_ITEMS_
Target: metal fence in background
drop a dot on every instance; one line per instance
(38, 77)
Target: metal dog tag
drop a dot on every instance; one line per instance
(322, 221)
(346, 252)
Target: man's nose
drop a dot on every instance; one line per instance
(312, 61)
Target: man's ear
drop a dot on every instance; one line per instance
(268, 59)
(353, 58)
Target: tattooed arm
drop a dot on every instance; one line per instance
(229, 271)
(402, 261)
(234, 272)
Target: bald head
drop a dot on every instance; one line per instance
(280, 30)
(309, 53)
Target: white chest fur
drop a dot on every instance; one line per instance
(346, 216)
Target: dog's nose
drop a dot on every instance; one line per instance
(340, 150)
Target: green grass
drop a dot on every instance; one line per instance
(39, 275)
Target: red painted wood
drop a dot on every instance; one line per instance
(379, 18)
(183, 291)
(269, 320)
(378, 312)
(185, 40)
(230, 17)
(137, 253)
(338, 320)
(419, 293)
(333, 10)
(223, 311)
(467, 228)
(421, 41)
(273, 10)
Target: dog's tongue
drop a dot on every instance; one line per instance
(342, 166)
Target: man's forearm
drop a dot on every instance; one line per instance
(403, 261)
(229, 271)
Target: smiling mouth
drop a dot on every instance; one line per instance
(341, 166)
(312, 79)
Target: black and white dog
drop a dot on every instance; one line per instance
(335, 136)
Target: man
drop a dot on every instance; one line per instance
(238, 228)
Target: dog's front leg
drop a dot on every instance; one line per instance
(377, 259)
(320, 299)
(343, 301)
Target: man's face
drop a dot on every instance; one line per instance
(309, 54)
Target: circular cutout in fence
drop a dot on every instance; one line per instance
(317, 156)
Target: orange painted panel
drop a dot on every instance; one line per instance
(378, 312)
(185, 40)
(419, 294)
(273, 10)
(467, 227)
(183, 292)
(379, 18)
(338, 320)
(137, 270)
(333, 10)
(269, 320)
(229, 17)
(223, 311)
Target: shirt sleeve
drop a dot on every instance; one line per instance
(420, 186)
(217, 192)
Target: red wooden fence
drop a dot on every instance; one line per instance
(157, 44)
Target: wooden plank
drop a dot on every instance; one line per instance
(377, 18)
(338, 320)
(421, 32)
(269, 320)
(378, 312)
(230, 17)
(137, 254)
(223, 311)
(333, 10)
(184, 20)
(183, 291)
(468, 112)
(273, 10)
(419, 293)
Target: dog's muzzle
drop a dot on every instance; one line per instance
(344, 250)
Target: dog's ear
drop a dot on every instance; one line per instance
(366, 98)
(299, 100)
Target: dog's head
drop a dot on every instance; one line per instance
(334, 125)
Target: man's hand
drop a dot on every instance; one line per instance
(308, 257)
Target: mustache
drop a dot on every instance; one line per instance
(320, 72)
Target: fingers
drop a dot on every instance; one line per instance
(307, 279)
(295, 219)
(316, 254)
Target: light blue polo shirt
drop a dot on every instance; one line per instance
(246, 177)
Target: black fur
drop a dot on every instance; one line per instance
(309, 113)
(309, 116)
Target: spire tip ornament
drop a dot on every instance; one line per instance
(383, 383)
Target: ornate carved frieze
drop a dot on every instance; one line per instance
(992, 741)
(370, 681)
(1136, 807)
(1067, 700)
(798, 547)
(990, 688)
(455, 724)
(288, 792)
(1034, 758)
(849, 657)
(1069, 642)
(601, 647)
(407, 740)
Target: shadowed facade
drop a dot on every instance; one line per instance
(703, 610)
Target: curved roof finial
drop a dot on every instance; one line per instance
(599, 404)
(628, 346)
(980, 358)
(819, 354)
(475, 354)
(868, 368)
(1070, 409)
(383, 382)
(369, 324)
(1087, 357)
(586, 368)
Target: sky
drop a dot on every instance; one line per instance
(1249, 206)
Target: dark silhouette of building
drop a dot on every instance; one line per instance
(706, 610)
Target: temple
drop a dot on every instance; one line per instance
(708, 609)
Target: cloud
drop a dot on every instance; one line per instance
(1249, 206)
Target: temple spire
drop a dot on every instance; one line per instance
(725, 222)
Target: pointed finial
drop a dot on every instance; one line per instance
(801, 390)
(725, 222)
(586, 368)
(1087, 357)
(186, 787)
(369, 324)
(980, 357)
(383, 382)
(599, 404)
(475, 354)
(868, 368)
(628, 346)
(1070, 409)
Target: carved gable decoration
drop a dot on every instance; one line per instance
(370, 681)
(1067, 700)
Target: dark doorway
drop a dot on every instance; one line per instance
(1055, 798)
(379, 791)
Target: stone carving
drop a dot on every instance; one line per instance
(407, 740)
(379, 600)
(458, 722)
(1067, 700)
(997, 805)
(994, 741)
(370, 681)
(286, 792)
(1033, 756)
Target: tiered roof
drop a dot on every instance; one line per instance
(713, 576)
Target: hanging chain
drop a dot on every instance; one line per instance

_STATED EXERCISE_
Output the lines of the listing above again, without changes, from the line with "Target: stone carving" up to and including the final line of the listing.

_RIGHT ANSWER_
Target: stone carving
drop a dot on every instance; one line per instance
(407, 740)
(379, 600)
(458, 722)
(1067, 700)
(997, 805)
(994, 741)
(370, 681)
(286, 792)
(1033, 756)
Target: tiered roof
drop a dot on every instance; one line per instance
(713, 576)
Target: hanging chain
drop a dot on every instance; one line per instance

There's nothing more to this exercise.